Only lines containing the word "window" are needed; pull them out of the material.
*** Begin section ***
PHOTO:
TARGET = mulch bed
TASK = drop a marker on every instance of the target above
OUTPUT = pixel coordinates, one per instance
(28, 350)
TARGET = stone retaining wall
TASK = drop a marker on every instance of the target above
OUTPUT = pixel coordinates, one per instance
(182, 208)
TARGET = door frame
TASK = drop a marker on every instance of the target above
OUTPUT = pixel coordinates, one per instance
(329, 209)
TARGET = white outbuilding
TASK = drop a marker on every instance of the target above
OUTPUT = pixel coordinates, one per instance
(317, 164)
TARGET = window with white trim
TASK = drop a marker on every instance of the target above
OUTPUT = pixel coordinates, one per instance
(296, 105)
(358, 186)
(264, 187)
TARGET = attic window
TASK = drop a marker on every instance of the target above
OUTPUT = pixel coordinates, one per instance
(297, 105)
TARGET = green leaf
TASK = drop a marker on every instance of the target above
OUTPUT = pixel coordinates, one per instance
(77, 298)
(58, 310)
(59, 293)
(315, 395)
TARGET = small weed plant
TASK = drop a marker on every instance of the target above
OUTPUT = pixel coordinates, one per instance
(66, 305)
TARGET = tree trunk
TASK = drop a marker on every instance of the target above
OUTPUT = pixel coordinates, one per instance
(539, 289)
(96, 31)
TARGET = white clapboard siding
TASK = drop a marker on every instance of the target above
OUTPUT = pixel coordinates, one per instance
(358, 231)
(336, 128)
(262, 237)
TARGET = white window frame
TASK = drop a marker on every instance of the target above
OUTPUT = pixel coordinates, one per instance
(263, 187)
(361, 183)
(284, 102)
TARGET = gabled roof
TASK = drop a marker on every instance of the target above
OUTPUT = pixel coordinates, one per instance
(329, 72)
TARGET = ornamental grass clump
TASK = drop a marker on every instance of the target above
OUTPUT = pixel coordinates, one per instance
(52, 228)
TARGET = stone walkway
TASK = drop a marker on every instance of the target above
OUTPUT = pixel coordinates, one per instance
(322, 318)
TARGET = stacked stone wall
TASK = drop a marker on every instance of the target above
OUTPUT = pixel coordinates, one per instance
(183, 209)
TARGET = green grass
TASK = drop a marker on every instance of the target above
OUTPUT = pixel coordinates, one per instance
*** End section ***
#### Task result:
TARGET = window with white trim
TARGET = attic window
TARGET = white window frame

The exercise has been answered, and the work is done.